* start MATERIAL FOR THIS EXERCISE *

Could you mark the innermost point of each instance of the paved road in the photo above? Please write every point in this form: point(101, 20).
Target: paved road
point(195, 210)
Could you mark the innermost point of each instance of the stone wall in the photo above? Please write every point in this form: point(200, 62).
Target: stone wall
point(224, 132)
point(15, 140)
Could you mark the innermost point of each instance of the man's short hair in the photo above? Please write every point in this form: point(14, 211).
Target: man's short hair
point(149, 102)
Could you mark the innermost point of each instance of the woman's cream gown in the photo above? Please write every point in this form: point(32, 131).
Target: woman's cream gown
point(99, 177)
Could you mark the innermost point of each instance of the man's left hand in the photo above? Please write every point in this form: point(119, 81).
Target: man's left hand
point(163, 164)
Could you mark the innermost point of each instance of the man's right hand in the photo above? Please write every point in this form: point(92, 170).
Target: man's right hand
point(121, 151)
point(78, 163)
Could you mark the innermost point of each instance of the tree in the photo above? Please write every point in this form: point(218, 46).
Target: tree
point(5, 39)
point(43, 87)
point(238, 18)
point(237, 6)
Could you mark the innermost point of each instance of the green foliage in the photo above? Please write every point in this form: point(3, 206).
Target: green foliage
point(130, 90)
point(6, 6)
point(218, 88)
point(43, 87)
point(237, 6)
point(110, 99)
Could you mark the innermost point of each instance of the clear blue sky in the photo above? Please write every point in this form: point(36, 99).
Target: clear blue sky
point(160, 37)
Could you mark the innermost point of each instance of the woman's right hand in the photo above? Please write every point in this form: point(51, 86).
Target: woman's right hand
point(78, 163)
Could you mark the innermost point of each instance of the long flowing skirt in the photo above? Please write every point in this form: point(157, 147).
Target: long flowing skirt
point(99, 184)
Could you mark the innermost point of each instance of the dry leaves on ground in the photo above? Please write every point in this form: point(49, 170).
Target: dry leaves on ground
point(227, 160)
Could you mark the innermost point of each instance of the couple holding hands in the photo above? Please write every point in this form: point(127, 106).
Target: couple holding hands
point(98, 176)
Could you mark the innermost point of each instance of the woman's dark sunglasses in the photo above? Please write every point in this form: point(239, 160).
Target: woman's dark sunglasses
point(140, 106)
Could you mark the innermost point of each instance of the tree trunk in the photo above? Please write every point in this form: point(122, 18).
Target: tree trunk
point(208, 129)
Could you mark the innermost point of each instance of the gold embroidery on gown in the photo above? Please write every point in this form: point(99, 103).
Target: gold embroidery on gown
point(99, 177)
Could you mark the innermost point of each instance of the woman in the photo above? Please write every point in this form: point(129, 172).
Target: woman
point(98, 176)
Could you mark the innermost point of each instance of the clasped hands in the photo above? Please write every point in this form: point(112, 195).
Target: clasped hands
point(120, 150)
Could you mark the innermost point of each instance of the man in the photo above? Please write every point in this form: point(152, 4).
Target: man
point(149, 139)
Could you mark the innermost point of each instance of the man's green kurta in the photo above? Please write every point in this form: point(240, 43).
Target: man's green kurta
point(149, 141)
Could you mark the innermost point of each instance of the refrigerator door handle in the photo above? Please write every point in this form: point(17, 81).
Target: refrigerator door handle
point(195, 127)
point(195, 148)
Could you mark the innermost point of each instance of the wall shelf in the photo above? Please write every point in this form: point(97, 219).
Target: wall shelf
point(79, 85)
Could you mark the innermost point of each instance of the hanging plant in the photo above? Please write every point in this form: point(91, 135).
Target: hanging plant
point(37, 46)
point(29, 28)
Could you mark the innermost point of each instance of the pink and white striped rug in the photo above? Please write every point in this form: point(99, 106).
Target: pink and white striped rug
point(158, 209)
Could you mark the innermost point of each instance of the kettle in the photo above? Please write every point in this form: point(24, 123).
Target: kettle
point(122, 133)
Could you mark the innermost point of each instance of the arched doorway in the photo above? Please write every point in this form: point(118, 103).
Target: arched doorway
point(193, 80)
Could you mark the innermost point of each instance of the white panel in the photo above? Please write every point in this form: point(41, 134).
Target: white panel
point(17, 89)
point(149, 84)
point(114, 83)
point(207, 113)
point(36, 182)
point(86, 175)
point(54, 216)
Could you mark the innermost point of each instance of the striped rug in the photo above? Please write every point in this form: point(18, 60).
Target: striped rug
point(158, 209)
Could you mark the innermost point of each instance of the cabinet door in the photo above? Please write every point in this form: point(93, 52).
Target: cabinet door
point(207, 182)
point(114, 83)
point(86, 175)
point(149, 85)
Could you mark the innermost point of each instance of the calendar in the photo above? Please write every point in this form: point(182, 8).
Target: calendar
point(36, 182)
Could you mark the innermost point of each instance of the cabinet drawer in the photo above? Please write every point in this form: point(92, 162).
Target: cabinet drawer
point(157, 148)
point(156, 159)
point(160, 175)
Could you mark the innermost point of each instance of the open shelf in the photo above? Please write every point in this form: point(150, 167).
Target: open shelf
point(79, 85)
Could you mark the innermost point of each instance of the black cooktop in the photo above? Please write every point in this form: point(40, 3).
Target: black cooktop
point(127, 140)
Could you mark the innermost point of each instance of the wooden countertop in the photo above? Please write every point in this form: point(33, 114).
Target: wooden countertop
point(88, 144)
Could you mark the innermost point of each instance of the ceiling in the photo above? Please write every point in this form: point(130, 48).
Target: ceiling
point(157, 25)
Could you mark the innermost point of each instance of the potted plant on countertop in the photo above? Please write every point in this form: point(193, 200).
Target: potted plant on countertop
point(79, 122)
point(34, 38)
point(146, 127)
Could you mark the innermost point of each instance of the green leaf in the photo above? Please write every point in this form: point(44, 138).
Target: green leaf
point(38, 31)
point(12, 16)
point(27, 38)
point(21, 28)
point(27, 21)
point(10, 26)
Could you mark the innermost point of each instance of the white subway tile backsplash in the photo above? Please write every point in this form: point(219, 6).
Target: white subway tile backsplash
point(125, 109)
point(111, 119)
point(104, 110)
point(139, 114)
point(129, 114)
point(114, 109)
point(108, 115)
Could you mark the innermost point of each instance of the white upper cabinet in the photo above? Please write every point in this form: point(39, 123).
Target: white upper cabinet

* end MATERIAL FOR THIS EXERCISE *

(SHORT PROBLEM):
Repeat each of the entries above precisely as given.

(THE COMPLETED TASK):
Could you mark the innermost point of each instance of the paved road in the photo above? Please write every point in this form: point(101, 20).
Target: paved road
point(195, 210)
Could you mark the innermost point of each instance of the stone wall in the photo above? Please write every point in this form: point(200, 62).
Target: stone wall
point(224, 132)
point(15, 140)
Could you mark the innermost point of each instance of the man's short hair in the photo above? Please write every point in this form: point(14, 211).
Target: man's short hair
point(149, 102)
Could you mark the innermost point of each instance of the woman's cream gown in the photo above? Please write every point in this form: point(32, 131).
Target: woman's cream gown
point(99, 177)
Could you mark the innermost point of each instance of the man's left hand in the photo above? Please write every point in this form: point(119, 81).
Target: man's left hand
point(163, 164)
Could you mark the innermost point of each instance of the man's right hand in the photo above? Please write every point in this form: point(92, 170).
Target: man's right hand
point(121, 151)
point(78, 163)
Could you mark the innermost point of each instance of the tree in the photo above? Please write every point in this form: point(218, 46).
Target: tree
point(5, 39)
point(43, 87)
point(238, 18)
point(237, 6)
Could you mark the innermost point of each instance of the green foliage in the photo above? Please write every point in this form: point(3, 206).
Target: green foliage
point(130, 90)
point(6, 6)
point(218, 88)
point(43, 87)
point(237, 6)
point(110, 99)
Could you mark the innermost point of each instance of the clear blue sky in the photo above? Please write every point in this form: point(36, 99).
Target: clear blue sky
point(160, 37)
Could you mark the innermost point of each instance of the woman's right hand in the photo above? Please write every point in this form: point(51, 86).
Target: woman's right hand
point(78, 163)
Could you mark the innermost point of each instance of the long flowing skirt in the photo above? Please write every point in this form: point(157, 147).
Target: long flowing skirt
point(99, 184)
Could you mark the innermost point of each instance of the dry leaves on ground in the photo above? Please write every point in this form: point(49, 170).
Target: dry leaves on ground
point(227, 160)
Could you mark the innermost point of each instance of the couple holding hands in the photo above? Please write every point in this form: point(127, 106).
Target: couple holding hands
point(98, 176)
Could you mark the innermost point of each instance of the woman's dark sunglasses in the photo above? Please write every point in this form: point(239, 160).
Target: woman's dark sunglasses
point(140, 106)
Could you mark the innermost point of each instance of the tree trunk in the photo above? Please write every point in this form: point(122, 18).
Target: tree trunk
point(208, 129)
Could you mark the innermost point of each instance of the gold embroidery on gown in the photo above? Please write every point in this form: point(99, 103).
Target: gold embroidery on gown
point(99, 177)
Could you mark the innermost point of each instance of the woman in the photo above? Please write every point in this form: point(129, 172).
Target: woman
point(98, 176)
Could you mark the innermost point of each instance of the clasped hands in the photo above? Please write every point in this form: point(112, 195).
Target: clasped hands
point(120, 150)
Could you mark the innermost point of each instance of the man in the photo above? Please write every point in this form: point(152, 4).
Target: man
point(149, 139)
Could you mark the innermost point of each instance of the man's green kurta in the photo above? Please write every point in this form: point(240, 43).
Target: man's green kurta
point(149, 141)
Could you mark the innermost point of each instance of the refrigerator door handle in the photo above? Please write every point in this form: point(17, 81).
Target: refrigerator door handle
point(195, 127)
point(195, 148)
Could you mark the innermost point of each instance of the wall shelf in the photo above? Please write every point in this form: point(97, 219).
Target: wall shelf
point(79, 85)
Could you mark the innermost point of each instance of the hanging plant in the photo above? Please write every point in this form: point(91, 135).
Target: hanging plant
point(37, 46)
point(29, 28)
Could you mark the innermost point of each instance of the pink and white striped rug in the photo above? Please write every point in this form: point(99, 106).
Target: pink and white striped rug
point(158, 209)
Could you mark the innermost point of each instance of the kettle in the photo above? Please write every point in this form: point(24, 123).
Target: kettle
point(122, 133)
Could you mark the innermost point of each instance of the arched doorway in the photo above? Please write every point in this form: point(118, 103).
Target: arched doorway
point(193, 80)
Could you mark the innermost point of each instance of the white panel in the photo above? Please write every point in this form: point(41, 134).
Target: white panel
point(17, 89)
point(149, 84)
point(114, 83)
point(207, 113)
point(36, 182)
point(86, 175)
point(54, 216)
Could you mark the innermost point of each instance of the striped rug in the photo above? Please write every point in this form: point(18, 60).
Target: striped rug
point(158, 209)
Could you mark the innermost point of each instance of the cabinet door in the photo above? Please write every point in this form: point(93, 52).
Target: cabinet door
point(207, 182)
point(114, 83)
point(86, 175)
point(149, 85)
Could you mark the innermost point of each instance of the calendar in the photo above? Please write every point in this form: point(182, 8).
Target: calendar
point(36, 182)
Could you mark the innermost point of each instance of the cabinet drawer in the photo above? Please write every point in this form: point(92, 162).
Target: cabinet drawer
point(157, 148)
point(156, 159)
point(160, 175)
Could you mark the innermost point of each instance of the open shelf in the photo above? Please write every point in this form: point(150, 167).
Target: open shelf
point(79, 85)
Could you mark the innermost point of each instance of the black cooktop in the photo above? Please write every point in this form: point(40, 3).
Target: black cooktop
point(127, 140)
Could you mark the innermost point of each instance of the wooden countertop in the photo above? Please write every point in this form: point(33, 114).
Target: wooden countertop
point(88, 144)
Could you mark the innermost point of each instance of the ceiling in the photo above? Please write every point in this form: point(130, 48).
Target: ceiling
point(157, 25)
Could you mark the innermost point of each instance of the potted plant on countertop in the photo above? Please write every point in this form: point(193, 200).
Target: potted plant on countertop
point(79, 122)
point(34, 38)
point(146, 127)
Could you mark the innermost point of each instance of the green leaf in the photo above? Please write every point in this form: point(44, 138).
Target: green leaf
point(38, 31)
point(12, 16)
point(27, 38)
point(21, 28)
point(27, 21)
point(10, 26)
Could you mark the innermost point of each instance of the white subway tile backsplash in the photo above? Please write every point in this form: point(219, 6).
Target: white subway tile backsplash
point(125, 109)
point(111, 119)
point(104, 110)
point(139, 114)
point(129, 114)
point(114, 109)
point(108, 115)
Could you mark the innermost point of each instance of the white upper cabinet in the photo above? Please write every point in this form: point(39, 123).
Target: white upper cabinet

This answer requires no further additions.